Assignment: For the records below, the count of lines that hold "Target" is required; give only that number.

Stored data
--*--
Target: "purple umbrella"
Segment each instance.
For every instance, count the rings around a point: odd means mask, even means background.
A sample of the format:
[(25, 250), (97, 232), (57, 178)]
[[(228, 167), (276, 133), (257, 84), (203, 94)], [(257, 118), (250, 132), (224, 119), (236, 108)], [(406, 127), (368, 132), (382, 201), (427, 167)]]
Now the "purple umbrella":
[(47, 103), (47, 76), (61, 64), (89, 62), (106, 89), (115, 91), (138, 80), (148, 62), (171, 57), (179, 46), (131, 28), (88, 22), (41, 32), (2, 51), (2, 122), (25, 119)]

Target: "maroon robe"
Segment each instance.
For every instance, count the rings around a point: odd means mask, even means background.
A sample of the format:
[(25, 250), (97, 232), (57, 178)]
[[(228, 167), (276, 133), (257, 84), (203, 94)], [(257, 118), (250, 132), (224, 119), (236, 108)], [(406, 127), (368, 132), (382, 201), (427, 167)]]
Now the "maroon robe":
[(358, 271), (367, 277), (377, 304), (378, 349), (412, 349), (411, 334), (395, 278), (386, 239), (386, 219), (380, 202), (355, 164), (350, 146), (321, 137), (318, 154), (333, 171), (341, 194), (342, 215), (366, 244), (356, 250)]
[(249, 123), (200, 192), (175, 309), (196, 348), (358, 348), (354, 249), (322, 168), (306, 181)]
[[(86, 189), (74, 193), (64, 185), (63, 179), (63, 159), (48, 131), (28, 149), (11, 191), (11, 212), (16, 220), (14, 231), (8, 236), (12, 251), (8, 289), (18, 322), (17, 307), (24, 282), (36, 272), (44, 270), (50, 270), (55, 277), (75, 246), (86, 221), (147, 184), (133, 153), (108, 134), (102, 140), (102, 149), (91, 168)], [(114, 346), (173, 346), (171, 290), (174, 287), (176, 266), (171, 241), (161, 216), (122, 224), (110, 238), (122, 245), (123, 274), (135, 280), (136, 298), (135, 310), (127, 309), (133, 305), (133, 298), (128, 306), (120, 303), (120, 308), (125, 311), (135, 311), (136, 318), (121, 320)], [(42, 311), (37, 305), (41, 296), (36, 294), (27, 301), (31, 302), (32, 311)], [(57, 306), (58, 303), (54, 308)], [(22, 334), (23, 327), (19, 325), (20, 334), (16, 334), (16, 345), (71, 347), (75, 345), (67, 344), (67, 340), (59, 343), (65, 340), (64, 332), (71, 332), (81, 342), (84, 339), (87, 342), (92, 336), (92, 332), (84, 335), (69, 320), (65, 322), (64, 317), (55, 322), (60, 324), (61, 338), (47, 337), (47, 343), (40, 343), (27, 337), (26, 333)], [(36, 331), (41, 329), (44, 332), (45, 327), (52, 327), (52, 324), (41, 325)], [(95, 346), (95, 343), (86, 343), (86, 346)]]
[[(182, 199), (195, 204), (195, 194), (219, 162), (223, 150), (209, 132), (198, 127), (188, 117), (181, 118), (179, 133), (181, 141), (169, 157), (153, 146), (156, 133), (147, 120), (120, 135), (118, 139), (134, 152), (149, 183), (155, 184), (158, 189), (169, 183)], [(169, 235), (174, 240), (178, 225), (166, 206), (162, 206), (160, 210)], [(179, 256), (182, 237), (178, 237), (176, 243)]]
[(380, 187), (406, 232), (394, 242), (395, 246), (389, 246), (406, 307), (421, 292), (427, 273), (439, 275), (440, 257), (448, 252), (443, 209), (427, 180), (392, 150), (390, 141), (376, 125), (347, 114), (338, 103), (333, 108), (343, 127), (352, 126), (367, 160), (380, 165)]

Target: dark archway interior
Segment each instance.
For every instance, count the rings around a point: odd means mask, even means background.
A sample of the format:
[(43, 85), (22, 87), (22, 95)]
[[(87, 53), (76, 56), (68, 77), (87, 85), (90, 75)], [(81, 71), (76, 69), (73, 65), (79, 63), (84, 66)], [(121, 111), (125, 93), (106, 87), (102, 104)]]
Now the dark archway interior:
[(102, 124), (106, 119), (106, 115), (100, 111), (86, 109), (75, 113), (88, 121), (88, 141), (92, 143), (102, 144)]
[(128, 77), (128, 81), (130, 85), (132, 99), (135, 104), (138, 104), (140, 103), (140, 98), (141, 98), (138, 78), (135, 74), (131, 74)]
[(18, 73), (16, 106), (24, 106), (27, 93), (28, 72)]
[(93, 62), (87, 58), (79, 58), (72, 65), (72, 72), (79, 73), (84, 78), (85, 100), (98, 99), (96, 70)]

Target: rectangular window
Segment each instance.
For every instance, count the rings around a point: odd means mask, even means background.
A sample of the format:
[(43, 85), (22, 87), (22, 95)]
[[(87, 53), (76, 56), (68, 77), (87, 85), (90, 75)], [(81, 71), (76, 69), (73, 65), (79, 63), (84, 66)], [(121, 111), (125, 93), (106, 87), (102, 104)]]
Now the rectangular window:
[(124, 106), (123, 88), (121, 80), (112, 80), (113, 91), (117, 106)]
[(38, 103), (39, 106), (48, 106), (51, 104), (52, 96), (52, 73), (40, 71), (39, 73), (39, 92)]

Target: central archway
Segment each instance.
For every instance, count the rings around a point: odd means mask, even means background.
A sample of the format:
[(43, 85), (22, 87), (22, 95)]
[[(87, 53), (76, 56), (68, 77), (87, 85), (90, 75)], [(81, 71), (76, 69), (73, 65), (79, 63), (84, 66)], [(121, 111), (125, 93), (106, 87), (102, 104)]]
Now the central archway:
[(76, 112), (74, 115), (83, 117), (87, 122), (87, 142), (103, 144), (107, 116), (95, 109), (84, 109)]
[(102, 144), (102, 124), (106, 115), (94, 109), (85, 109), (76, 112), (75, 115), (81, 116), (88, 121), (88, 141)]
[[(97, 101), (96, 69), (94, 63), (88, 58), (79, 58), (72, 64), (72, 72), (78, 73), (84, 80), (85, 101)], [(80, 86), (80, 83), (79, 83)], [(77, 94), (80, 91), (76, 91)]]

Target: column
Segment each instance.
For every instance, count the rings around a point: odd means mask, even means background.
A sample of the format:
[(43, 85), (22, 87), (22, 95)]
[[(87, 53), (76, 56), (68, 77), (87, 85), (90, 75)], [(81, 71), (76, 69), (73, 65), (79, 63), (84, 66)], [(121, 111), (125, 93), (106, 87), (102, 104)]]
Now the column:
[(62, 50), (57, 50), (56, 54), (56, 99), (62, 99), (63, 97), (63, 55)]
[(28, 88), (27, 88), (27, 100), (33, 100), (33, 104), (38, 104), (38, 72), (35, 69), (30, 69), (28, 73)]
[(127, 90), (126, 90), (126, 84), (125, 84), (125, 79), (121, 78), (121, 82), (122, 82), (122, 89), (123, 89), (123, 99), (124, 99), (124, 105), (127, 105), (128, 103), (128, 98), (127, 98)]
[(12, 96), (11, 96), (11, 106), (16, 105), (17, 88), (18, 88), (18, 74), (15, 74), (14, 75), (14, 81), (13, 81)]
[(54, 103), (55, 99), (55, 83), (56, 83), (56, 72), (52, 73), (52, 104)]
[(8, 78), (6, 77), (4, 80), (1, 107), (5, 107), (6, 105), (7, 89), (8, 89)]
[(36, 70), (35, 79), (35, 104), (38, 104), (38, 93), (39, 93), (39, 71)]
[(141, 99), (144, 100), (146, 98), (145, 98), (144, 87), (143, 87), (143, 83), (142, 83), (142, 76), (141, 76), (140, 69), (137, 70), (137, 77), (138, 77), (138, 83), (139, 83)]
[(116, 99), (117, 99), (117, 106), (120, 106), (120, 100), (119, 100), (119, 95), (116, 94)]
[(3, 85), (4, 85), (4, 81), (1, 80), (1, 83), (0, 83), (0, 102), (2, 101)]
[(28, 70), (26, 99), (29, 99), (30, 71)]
--*--
Result below: 6